◆ GOAL OF THE EXERCISE: Reproduce verbatim the stretch of items from the line containing "Objective — one dot per instance of the woman in" through the final item, leaving the pictures out of your answer.
══════════
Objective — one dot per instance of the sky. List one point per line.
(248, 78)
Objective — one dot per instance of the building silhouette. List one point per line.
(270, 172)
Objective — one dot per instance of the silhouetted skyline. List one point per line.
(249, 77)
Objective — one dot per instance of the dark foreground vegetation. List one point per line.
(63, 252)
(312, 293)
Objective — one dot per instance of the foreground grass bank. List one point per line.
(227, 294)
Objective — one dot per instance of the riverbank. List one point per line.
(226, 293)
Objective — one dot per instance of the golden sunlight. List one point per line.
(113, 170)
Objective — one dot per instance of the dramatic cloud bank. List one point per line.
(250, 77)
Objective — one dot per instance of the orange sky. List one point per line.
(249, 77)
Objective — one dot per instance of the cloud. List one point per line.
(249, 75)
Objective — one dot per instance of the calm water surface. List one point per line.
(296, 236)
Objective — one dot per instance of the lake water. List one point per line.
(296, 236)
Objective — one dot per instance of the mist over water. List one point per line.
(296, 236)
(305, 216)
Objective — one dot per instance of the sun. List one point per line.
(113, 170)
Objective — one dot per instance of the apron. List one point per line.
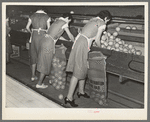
(88, 40)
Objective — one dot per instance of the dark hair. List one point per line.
(42, 8)
(67, 15)
(104, 13)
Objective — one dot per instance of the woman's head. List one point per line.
(105, 15)
(67, 16)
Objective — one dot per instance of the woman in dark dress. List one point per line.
(77, 62)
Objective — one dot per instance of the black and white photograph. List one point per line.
(74, 60)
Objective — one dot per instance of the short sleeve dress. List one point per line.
(77, 62)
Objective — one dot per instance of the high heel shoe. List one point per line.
(72, 103)
(84, 95)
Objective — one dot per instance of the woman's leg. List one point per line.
(41, 78)
(33, 70)
(81, 86)
(72, 86)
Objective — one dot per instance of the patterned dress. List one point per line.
(77, 62)
(47, 48)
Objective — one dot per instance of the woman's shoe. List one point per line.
(34, 78)
(84, 95)
(41, 86)
(72, 103)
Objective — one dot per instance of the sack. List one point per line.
(58, 73)
(97, 77)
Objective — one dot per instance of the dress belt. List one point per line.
(38, 30)
(88, 39)
(54, 42)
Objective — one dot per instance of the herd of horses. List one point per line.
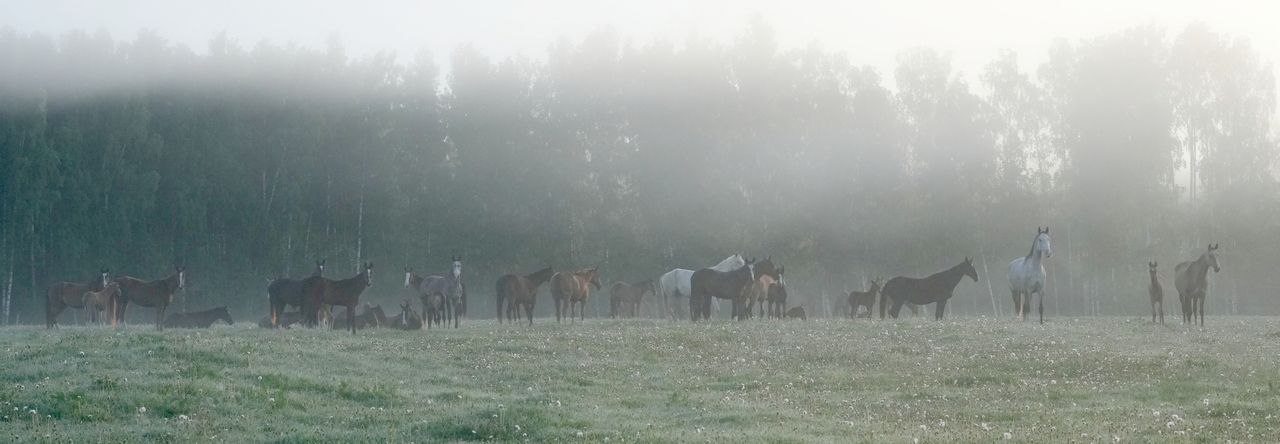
══════════
◆ THE COMPLETED TASK:
Objective — one dot per instance of the woman in dark dress. List one point per line.
(77, 62)
Objective — one dot per instance of the black and white photograph. List one point per line.
(74, 60)
Objective — one dot per instance of the short sleeve dress. List one point per line.
(77, 62)
Objective — one dot per instance of the high heel shoe. List one point per line.
(72, 103)
(84, 95)
Objective — one dot per instance of the woman's leg. List one point per line.
(41, 78)
(33, 70)
(81, 86)
(72, 86)
Objective — one dot per instance of the patterned dress. List one point per line.
(77, 62)
(47, 48)
Objective — one dot per instance of the woman's shoe. List one point per line.
(34, 78)
(84, 95)
(41, 86)
(72, 103)
Objective — one dot per instance of the sack. List one point per line.
(58, 73)
(97, 77)
Objective — one dot per instance of the dress belt. List one point per line.
(38, 30)
(88, 39)
(54, 42)
Objective — one dot per instance of the herd of horses. List one point per line.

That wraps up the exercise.